> **EXERCISE PROMPT**
Tally the lines of the listing that contain the word "below", then give the total and nothing else.

> **THE DATA**
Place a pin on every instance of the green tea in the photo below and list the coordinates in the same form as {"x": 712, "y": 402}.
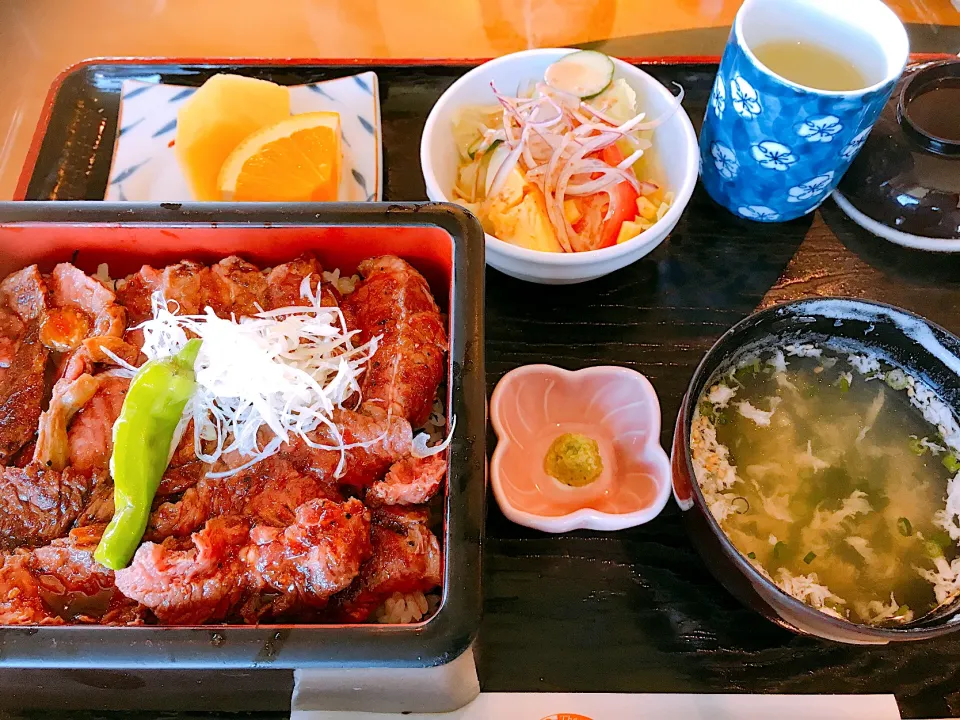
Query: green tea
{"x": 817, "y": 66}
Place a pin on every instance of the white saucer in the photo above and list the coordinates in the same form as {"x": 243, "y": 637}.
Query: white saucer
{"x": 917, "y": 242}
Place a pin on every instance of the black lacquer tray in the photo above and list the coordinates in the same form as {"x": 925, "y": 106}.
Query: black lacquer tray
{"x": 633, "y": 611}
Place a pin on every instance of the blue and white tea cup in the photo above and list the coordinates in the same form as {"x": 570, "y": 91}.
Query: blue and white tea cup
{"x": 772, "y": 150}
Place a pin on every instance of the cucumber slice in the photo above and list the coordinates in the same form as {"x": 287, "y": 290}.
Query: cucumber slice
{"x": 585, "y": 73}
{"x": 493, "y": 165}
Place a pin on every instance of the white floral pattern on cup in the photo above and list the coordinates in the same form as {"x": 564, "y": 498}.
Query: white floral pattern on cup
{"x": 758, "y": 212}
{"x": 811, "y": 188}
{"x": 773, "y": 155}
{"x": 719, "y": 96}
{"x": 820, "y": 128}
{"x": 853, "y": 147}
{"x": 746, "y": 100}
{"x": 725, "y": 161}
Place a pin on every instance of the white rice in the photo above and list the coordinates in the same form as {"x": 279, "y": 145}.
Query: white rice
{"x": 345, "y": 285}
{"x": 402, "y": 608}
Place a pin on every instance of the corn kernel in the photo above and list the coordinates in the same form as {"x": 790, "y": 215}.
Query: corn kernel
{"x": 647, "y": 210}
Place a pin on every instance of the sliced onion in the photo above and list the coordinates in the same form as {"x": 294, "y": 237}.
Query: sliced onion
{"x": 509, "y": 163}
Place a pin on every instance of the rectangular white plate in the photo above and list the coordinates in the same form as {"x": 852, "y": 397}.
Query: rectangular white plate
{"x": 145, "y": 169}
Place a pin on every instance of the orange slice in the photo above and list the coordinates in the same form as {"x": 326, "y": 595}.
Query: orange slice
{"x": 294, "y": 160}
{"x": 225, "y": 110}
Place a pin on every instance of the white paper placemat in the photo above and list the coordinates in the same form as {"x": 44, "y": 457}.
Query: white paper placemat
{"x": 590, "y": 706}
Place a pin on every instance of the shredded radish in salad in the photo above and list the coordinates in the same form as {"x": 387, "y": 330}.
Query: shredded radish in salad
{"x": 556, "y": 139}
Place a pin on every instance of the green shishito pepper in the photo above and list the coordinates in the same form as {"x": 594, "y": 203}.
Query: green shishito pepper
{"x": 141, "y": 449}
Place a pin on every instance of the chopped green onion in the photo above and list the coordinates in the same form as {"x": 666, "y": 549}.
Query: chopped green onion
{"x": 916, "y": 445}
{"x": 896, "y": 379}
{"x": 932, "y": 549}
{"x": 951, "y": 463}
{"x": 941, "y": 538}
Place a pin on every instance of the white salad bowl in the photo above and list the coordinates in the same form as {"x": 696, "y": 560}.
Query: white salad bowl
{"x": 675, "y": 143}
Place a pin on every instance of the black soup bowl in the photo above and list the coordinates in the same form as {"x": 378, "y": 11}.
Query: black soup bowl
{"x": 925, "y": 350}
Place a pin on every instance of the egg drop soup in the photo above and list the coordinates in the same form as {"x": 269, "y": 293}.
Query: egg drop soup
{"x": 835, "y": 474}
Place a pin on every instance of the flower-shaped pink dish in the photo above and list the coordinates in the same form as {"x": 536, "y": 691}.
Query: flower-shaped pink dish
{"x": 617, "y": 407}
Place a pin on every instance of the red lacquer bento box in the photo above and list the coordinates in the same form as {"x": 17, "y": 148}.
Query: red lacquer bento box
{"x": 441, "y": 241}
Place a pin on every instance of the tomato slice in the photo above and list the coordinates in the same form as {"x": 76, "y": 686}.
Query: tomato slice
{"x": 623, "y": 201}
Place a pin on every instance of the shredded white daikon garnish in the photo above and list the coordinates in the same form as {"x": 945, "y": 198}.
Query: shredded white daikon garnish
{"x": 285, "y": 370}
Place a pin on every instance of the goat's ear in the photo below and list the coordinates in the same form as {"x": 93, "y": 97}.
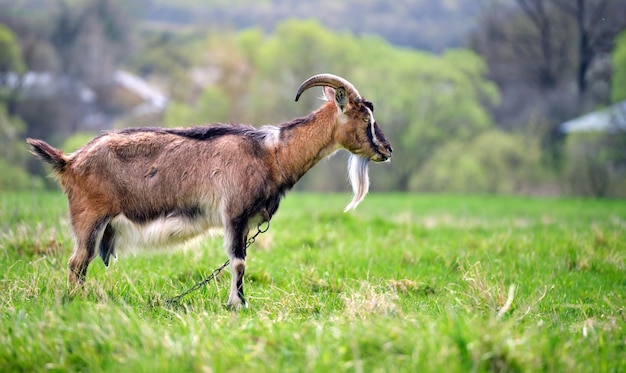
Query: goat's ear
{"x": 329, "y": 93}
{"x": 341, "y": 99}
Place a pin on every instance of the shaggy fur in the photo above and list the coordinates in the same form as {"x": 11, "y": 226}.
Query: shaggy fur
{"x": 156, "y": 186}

> **TASK SOLUTION**
2